/---

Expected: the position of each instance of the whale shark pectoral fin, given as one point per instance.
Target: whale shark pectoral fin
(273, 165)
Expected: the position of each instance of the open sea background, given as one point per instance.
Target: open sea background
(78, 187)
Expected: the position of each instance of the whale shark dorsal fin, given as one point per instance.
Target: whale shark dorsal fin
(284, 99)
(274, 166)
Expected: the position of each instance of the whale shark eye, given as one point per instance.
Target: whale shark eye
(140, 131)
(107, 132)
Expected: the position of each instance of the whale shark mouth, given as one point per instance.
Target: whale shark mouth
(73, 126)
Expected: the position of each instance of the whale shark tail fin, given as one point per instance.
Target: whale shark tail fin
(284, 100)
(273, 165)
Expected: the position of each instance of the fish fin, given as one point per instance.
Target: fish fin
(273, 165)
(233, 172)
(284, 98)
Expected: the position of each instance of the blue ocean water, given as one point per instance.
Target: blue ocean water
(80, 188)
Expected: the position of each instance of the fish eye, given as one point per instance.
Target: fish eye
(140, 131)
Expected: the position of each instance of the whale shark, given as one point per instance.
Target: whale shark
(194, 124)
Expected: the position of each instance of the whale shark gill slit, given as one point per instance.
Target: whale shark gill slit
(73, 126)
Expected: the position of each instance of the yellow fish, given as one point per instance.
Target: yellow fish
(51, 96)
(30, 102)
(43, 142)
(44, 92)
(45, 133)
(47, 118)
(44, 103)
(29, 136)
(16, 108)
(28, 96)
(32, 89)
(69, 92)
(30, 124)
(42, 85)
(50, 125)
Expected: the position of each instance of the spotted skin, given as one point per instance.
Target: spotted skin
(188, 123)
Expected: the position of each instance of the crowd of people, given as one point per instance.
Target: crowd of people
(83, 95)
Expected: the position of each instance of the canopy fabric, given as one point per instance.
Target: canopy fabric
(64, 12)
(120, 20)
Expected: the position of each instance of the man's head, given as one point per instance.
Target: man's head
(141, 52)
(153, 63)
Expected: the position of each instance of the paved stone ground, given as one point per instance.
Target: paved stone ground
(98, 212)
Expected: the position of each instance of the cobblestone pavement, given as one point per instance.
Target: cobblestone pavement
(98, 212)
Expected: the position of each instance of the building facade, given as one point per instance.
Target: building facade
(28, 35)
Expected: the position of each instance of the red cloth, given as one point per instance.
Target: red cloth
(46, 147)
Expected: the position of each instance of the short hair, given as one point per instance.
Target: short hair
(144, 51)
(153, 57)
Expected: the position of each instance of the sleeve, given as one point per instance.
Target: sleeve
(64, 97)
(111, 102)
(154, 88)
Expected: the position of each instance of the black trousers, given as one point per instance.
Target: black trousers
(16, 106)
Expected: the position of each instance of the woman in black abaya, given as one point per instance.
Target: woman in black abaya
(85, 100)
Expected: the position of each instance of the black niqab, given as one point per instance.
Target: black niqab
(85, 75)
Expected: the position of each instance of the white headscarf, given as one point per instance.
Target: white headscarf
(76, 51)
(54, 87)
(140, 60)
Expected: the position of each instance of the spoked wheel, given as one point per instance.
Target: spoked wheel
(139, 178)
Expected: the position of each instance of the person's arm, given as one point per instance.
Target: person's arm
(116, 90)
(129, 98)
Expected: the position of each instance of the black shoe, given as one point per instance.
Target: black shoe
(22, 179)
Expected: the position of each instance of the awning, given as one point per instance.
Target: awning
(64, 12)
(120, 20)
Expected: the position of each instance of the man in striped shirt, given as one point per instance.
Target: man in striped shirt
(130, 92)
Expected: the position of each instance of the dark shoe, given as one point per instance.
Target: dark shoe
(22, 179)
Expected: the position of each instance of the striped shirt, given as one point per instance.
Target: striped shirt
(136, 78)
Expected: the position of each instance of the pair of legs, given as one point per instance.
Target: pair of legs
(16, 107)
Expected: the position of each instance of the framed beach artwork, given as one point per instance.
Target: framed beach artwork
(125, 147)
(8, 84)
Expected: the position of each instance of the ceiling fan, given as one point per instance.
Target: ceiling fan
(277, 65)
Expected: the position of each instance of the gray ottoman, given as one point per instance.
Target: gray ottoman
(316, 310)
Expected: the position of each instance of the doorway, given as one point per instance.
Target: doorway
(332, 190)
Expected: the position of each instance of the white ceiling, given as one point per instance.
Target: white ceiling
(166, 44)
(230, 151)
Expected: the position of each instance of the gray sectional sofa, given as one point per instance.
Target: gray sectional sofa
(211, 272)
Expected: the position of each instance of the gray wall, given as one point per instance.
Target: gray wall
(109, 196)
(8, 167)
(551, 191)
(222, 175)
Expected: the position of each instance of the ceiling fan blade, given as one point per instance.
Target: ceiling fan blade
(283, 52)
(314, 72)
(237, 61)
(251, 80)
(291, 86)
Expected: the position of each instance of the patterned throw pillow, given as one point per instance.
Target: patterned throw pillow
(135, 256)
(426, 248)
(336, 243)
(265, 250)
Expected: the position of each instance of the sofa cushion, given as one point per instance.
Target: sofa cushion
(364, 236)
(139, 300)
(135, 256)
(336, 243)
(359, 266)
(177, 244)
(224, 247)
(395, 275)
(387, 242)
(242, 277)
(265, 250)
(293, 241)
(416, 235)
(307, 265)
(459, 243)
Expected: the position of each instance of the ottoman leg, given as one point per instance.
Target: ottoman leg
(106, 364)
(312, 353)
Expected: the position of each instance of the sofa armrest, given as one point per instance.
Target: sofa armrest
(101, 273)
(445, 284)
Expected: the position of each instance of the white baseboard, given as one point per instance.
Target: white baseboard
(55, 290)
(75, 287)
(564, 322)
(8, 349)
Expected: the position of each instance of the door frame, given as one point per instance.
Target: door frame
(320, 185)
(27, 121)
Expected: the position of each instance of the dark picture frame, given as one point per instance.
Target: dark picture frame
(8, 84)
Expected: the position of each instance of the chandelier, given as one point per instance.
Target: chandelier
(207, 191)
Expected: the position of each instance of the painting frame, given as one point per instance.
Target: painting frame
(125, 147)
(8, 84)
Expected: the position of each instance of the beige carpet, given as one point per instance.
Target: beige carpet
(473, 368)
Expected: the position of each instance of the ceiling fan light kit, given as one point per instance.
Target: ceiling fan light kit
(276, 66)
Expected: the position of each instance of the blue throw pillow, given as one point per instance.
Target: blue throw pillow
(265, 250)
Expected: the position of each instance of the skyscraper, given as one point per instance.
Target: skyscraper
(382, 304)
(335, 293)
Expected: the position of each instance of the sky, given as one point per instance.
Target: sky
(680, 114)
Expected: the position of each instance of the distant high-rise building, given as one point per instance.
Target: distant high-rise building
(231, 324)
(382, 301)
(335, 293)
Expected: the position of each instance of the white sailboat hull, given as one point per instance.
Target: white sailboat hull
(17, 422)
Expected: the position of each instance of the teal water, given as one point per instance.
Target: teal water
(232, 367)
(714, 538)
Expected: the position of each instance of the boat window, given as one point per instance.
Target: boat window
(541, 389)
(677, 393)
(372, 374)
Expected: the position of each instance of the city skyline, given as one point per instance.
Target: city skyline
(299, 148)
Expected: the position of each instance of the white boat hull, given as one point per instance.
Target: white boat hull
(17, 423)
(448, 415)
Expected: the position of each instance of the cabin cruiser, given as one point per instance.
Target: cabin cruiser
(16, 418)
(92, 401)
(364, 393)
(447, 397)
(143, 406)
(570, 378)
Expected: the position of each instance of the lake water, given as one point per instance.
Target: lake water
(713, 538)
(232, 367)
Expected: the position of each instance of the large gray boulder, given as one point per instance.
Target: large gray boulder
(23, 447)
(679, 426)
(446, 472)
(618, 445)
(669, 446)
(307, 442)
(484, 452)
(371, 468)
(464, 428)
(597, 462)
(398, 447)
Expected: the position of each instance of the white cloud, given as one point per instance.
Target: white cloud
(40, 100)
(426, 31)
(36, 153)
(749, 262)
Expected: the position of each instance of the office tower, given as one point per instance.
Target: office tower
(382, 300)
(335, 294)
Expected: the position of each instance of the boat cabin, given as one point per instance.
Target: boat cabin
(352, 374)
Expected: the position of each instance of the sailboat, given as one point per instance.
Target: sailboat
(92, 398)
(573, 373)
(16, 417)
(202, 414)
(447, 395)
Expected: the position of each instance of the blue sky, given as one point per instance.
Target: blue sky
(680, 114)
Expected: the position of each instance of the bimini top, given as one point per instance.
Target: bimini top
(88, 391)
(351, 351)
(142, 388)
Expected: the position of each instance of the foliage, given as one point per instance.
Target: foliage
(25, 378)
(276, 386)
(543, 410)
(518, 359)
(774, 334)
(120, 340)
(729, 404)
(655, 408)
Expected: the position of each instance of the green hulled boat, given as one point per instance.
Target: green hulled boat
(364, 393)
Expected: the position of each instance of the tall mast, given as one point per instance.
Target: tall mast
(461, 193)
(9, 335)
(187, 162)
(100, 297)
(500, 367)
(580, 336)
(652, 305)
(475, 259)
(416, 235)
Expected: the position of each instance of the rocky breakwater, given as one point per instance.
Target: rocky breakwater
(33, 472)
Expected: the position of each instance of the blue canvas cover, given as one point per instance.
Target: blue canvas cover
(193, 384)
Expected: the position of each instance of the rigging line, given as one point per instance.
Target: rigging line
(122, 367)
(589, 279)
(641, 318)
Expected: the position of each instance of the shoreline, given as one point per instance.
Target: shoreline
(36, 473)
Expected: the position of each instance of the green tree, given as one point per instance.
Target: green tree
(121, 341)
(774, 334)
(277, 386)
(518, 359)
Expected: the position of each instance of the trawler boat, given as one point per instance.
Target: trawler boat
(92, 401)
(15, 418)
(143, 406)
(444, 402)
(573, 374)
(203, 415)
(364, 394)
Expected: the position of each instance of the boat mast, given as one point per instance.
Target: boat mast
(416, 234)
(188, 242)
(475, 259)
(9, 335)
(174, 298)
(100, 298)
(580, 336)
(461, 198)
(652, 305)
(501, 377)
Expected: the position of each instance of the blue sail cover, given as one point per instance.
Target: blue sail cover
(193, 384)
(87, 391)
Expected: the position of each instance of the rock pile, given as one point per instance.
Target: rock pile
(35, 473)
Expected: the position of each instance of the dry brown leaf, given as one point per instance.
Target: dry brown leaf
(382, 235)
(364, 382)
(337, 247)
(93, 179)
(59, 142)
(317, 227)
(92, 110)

\---

## PROBLEM DETAILS
A verbatim transcription is needed of the lines above, starting at the line with "ceiling, given as one point per instance." and ending at the line with "blade, given as one point per instance.", both included, and of nothing else.

## WRITTEN SOLUTION
Expected: the position of each instance of the white ceiling, given as one point per instance.
Target: white ceiling
(166, 44)
(230, 151)
Expected: the position of each instance of the gray sectional sofa, given as one point per instance.
Target: gray sectional sofa
(211, 272)
Expected: the position of each instance of the gray wall, given as one point per instance.
Target: gray wall
(109, 196)
(8, 167)
(551, 191)
(222, 175)
Expected: the position of each instance of the ceiling fan blade, given as one point per instance.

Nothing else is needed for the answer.